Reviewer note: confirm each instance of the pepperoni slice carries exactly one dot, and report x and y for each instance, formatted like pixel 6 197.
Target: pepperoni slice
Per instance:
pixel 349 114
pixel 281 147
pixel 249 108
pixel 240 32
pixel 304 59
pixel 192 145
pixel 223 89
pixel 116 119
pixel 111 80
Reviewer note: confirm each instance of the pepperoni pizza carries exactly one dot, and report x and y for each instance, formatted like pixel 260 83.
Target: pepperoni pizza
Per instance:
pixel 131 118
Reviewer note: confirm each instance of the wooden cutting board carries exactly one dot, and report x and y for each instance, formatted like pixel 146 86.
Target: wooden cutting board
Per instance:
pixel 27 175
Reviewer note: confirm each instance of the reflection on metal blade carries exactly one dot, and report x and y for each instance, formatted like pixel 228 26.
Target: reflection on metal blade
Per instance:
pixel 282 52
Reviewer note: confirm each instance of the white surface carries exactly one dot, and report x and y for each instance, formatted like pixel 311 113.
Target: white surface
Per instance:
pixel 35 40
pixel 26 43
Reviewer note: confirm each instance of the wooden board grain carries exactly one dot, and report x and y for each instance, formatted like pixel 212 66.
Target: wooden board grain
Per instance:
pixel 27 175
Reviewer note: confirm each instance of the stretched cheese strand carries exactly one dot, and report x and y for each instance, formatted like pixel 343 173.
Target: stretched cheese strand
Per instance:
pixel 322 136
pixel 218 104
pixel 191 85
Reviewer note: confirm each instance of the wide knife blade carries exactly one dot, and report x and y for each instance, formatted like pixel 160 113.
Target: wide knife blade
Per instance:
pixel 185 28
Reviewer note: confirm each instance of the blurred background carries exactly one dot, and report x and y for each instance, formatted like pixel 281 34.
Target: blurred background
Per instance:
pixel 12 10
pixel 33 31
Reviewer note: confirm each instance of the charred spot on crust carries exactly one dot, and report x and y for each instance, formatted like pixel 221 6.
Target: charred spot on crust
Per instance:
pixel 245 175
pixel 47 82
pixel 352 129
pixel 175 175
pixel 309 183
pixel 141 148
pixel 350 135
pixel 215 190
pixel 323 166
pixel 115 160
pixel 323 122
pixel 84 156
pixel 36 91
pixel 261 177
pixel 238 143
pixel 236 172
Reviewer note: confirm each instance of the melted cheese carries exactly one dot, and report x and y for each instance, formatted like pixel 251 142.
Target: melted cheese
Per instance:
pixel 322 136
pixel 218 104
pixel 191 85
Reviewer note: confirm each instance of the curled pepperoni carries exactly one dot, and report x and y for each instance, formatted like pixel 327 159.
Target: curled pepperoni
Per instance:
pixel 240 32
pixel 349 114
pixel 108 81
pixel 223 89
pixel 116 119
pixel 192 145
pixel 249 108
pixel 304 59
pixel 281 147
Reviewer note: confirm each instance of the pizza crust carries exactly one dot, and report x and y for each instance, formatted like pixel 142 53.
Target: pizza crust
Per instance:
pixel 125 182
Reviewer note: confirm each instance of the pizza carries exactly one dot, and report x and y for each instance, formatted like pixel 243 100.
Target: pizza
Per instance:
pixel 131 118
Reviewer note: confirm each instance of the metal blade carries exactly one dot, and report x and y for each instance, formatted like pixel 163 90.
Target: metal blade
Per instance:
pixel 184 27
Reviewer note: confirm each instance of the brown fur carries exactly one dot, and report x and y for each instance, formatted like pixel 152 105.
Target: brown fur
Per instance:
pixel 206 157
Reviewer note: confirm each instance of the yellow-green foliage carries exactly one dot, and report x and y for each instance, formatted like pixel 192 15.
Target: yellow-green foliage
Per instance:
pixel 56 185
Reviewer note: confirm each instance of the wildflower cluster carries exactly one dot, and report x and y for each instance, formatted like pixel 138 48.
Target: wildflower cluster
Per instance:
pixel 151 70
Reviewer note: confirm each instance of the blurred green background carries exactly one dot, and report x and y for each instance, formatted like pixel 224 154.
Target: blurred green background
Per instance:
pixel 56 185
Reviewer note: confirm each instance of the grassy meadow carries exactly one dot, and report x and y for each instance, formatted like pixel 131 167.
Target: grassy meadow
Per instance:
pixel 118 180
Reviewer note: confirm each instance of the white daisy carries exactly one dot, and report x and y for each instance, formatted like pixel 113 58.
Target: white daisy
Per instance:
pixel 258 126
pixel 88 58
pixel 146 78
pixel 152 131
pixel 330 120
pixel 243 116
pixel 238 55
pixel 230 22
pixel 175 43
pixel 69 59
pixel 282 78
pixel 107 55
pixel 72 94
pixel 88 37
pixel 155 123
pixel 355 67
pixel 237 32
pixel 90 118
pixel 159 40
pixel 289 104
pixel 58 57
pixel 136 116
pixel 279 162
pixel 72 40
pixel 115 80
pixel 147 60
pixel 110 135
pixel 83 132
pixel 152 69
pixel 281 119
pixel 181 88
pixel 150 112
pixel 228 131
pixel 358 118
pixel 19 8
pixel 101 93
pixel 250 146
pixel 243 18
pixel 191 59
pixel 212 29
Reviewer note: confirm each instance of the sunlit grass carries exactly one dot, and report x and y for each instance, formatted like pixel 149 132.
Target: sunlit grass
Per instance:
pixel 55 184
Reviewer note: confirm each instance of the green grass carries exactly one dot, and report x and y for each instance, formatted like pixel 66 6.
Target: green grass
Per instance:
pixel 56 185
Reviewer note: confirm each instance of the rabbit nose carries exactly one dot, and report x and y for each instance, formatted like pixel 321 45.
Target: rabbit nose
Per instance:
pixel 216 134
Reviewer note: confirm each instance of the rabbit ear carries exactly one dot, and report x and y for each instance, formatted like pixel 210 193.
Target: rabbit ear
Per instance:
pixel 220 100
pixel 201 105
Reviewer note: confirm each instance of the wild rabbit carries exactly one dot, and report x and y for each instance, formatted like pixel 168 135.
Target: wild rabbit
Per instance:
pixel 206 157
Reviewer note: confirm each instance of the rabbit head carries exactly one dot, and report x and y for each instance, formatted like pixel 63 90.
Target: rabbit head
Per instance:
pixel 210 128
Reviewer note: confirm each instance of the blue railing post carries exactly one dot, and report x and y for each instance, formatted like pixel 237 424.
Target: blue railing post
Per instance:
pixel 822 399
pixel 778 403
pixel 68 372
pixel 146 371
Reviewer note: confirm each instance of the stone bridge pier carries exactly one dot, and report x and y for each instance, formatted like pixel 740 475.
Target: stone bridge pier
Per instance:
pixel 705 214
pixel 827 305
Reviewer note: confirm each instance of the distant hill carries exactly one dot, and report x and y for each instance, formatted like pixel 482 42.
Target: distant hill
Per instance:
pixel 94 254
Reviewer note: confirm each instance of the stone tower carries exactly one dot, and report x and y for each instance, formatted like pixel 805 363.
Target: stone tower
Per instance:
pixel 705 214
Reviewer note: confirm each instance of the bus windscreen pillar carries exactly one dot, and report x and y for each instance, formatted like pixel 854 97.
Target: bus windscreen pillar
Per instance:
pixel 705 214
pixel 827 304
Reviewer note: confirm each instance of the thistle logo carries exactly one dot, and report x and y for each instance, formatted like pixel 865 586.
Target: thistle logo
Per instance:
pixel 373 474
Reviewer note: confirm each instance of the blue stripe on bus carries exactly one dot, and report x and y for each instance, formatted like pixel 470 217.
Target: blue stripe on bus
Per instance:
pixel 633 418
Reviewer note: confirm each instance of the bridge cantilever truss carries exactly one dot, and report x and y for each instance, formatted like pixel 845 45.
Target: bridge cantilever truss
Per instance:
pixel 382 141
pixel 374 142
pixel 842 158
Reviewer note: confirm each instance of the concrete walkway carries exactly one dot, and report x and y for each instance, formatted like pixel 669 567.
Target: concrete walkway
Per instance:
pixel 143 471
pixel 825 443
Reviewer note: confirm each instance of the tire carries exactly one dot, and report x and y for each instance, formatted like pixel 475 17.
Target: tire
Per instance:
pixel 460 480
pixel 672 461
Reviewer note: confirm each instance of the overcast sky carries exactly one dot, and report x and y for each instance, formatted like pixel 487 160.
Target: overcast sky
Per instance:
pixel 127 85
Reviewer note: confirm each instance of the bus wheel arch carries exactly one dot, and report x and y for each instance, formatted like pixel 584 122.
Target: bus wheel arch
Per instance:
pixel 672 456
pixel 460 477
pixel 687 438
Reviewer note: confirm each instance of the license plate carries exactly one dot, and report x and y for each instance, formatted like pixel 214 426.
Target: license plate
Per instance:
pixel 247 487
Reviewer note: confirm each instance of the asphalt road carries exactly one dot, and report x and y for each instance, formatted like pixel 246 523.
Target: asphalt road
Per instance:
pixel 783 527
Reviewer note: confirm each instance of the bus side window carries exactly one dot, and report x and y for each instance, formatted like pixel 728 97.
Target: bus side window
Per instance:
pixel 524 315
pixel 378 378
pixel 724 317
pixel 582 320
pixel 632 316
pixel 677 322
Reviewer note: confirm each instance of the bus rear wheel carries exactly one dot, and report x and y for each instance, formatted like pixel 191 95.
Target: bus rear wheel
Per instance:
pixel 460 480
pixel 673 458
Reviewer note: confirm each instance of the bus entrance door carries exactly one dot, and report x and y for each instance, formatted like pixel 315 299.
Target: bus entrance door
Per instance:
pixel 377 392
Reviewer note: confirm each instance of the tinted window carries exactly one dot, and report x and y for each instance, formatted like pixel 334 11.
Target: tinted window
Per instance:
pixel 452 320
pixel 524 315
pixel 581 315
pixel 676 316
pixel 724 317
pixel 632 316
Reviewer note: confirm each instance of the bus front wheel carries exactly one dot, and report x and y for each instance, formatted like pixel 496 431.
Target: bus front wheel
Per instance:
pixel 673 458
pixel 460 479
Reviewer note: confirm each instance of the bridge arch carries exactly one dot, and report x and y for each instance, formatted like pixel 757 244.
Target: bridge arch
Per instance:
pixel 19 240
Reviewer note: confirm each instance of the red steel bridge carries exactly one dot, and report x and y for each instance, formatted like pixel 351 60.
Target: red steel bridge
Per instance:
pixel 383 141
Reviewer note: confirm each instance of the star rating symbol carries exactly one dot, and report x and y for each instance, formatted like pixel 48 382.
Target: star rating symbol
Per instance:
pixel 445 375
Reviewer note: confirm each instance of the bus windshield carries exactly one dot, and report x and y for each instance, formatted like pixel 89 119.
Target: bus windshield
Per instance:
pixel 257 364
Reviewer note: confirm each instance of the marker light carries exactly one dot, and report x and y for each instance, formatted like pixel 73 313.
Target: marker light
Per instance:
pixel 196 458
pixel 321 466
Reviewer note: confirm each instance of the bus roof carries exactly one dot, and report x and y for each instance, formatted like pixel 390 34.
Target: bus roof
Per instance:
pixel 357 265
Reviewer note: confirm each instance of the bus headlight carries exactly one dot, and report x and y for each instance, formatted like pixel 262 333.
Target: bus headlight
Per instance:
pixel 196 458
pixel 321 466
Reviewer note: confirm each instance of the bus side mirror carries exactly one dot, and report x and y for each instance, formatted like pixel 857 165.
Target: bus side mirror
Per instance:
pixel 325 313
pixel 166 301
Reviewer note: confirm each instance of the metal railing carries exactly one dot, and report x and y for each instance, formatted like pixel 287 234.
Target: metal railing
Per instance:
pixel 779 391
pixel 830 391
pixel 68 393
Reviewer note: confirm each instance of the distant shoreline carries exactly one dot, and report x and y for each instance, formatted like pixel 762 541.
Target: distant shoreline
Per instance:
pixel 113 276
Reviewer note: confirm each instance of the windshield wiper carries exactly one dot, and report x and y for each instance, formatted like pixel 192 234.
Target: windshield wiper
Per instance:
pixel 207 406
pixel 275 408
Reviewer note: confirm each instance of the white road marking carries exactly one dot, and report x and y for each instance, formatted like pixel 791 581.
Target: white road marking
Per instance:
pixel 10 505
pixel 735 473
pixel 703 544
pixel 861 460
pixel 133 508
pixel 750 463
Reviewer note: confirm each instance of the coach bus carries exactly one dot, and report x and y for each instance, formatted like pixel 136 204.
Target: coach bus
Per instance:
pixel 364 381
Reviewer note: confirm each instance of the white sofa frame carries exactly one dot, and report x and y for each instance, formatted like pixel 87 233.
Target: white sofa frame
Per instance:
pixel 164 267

> _Work to be completed_:
Copy out the material word for word from the line containing "Reviewer note: confirm each instance of the rabbit head" through the line containing "pixel 827 305", with both of those lines included.

> _Finished answer_:
Reviewer note: confirm each instance of the rabbit head carries exactly one dot, and report x and y for each instance, formatted like pixel 63 90.
Target: rabbit head
Per instance:
pixel 210 128
Reviewer note: confirm each instance of the blue railing post carries exactly one dot, and report x and y for each instance, formatted like pixel 237 424.
Target: blue railing post
Per instance:
pixel 822 399
pixel 778 403
pixel 68 372
pixel 146 371
Reviewer note: confirm each instance of the stone bridge pier carries exactly one dot, and report x and y for each instance, formatted like pixel 740 475.
Target: stone bridge pier
Per instance:
pixel 705 214
pixel 827 305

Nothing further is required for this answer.